In order to move charge we need charge carriers, and that's where our knowledge of atomic particles--specifically electrons and protons--comes in handy. Electrons always carry a negative charge, while protons are always positively charged. Neutrons (true to their name) are neutral, they have no charge. Both electrons and protons carry the same amount of charge, just a different type.

The charge of electrons and protons is important, because it provides us the means to exert a force on them. Electrostatic force!

Electrostatic Force
Electrostatic force (also called Coulomb's law) is a force that operates between charges. It states that charges of the same type repel each other, while charges of opposite types are attracted together. Opposites attract, and likes repel

The amount of force acting on two charges depends on how far they are from each other. The closer two charges get, the greater the force (either pushing together, or pulling away) becomes.

Thanks to electrostatic force, electrons will push away other electrons and be attracted to protons. This force is part of the "glue" that holds atoms together, but it's also the tool we need to make electrons (and charges) flow!

Making Charges Flow
We now have all the tools to make charges flow. Electrons in atoms can act as our charge carrier, because every electron carries a negative charge. If we can free an electron from an atom and force it to move, we can create electricity.

Consider the atomic model of a copper atom, one of the preferred elemental sources for charge flow. In its balanced state, copper has 29 protons in its nucleus and an equal number of electrons orbiting around it. Electrons orbit at varying distances from the nucleus of the atom. Electrons closer to the nucleus feel a much stronger attraction to the center than those in distant orbits. The outermost electrons of an atom are called the valence electrons, these require the least amount of force to be freed from an atom.

Using enough electrostatic force on the valence electron--either pushing it with another negative charge or attracting it with a positive charge--we can eject the electron from orbit around the atom creating a free electron.

::::::::

_Task A:_ In the passage on charge and electrostatic force, copy the text word for word from "Consider the atomic" up to and including "from an atom.".
_Task B:_ According to the passage on charge and electrostatic force, how many protons does a copper atom have in its nucleus in its balanced state?

(Stored items)
::::::::

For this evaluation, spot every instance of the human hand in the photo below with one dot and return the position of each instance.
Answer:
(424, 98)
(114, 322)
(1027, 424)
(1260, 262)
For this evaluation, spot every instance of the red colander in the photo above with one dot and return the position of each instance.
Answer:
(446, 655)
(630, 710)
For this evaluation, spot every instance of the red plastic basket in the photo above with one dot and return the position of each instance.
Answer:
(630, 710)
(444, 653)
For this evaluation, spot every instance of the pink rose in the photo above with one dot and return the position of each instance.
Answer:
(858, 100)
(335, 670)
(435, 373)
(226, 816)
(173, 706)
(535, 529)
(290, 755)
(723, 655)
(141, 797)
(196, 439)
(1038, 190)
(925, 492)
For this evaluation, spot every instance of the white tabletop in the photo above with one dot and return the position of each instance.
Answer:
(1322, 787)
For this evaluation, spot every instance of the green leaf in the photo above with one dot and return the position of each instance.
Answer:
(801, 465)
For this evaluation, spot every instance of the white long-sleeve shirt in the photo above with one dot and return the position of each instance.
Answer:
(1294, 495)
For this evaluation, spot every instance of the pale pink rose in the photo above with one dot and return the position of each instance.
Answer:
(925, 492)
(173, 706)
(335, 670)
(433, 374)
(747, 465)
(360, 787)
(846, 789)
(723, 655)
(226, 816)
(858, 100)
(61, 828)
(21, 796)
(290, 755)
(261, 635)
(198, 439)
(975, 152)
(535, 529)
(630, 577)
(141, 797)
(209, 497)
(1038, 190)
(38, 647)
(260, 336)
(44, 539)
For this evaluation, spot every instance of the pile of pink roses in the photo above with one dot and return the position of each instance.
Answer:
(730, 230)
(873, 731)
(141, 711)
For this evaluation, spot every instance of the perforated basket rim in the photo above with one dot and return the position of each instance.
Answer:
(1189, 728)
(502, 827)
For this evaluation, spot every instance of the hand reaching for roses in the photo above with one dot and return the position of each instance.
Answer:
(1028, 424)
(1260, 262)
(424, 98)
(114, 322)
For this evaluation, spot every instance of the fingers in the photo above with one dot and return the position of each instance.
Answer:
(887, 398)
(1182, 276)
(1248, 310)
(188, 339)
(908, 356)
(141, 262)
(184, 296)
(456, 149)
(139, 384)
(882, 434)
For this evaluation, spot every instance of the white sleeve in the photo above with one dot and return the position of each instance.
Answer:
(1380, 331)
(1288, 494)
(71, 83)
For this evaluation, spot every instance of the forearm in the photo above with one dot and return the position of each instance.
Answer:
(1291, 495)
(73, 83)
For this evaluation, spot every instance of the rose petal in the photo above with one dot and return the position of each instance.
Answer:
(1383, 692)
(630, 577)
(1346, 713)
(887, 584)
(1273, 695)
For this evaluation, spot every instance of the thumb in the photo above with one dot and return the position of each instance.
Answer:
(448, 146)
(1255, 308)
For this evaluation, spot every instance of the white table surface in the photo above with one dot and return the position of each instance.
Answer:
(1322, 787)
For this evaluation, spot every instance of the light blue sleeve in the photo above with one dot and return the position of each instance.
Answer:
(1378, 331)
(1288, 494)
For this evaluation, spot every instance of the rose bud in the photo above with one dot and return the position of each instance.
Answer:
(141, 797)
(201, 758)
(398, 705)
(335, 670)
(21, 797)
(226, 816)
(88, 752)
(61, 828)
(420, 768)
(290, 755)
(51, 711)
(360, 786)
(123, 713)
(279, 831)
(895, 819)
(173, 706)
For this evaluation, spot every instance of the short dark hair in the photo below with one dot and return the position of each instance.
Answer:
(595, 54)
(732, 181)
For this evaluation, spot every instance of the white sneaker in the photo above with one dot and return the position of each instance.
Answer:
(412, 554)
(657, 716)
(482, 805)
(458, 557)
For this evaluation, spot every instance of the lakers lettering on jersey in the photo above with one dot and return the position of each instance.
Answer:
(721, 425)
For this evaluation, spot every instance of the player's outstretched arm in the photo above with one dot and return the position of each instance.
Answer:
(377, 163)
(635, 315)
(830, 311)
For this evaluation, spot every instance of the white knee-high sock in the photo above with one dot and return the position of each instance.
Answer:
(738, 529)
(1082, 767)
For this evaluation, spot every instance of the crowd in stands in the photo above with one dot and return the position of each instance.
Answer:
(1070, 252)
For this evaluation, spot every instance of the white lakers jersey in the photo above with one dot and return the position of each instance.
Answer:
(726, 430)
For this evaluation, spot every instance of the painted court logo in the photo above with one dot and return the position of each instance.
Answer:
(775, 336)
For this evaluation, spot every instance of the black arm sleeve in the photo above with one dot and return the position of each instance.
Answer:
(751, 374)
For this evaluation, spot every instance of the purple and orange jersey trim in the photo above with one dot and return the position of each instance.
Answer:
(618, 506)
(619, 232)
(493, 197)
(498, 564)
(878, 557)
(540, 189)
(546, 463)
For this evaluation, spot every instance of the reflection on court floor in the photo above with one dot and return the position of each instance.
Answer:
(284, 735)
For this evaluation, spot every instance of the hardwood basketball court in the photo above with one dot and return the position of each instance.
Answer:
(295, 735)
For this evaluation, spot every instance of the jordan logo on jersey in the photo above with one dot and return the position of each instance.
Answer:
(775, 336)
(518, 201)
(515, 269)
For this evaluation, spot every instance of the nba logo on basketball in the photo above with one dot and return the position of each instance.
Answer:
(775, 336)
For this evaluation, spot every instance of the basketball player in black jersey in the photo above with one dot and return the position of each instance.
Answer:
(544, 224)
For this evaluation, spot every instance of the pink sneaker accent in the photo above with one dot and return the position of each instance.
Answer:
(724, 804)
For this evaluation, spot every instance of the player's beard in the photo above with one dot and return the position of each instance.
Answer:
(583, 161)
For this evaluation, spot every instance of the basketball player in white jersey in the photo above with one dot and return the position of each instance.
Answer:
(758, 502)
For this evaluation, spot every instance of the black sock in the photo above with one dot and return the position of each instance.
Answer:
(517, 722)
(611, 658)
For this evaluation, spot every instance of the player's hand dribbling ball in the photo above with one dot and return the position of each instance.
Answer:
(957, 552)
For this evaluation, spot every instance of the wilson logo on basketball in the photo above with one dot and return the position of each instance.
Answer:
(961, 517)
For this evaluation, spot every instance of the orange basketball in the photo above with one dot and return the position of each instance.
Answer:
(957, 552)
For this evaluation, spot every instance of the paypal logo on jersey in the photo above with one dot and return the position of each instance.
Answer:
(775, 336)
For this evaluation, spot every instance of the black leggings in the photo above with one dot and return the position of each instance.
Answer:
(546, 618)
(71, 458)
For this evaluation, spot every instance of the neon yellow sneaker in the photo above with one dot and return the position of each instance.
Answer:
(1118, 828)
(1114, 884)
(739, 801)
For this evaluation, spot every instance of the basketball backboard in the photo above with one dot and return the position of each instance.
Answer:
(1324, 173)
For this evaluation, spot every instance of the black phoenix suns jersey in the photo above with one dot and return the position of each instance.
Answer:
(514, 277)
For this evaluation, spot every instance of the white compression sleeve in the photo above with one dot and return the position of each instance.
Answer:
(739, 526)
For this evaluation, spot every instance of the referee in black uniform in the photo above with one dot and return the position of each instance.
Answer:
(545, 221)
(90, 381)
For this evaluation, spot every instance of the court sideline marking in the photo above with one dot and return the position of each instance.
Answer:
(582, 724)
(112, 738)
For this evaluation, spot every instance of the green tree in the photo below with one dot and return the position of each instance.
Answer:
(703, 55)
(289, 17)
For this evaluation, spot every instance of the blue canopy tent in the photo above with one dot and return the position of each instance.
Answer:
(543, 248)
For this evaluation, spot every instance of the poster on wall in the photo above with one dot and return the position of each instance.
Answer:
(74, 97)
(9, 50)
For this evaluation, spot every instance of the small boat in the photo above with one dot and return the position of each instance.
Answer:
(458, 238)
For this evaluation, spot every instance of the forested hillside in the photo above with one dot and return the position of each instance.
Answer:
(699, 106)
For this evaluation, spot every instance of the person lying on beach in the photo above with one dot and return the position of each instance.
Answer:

::::::::

_Expected answer A:_
Consider the atomic model of a copper atom, one of the preferred elemental sources for charge flow. In its balanced state, copper has 29 protons in its nucleus and an equal number of electrons orbiting around it. Electrons orbit at varying distances from the nucleus of the atom. Electrons closer to the nucleus feel a much stronger attraction to the center than those in distant orbits. The outermost electrons of an atom are called the valence electrons, these require the least amount of force to be freed from an atom.

_Expected answer B:_ A balanced copper atom has 29 protons in its nucleus.